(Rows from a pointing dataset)
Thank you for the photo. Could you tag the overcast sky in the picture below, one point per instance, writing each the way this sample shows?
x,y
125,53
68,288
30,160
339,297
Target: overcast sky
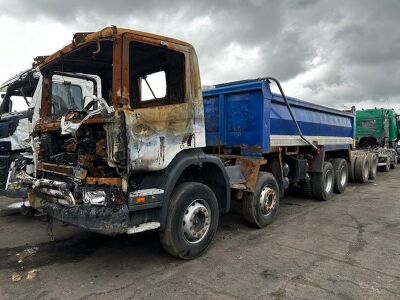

Requirements: Rewrite the records above, replacing every "overcast sky" with "cloudy sky" and leaving all else unchanged. Omit the pictures from your answer.

Exercise solution:
Thank you for the photo. Could you tag the cloudy sky in the picture below, one point per instance, writing each the way this sample shows?
x,y
125,53
68,288
30,160
339,297
Target: cloudy sky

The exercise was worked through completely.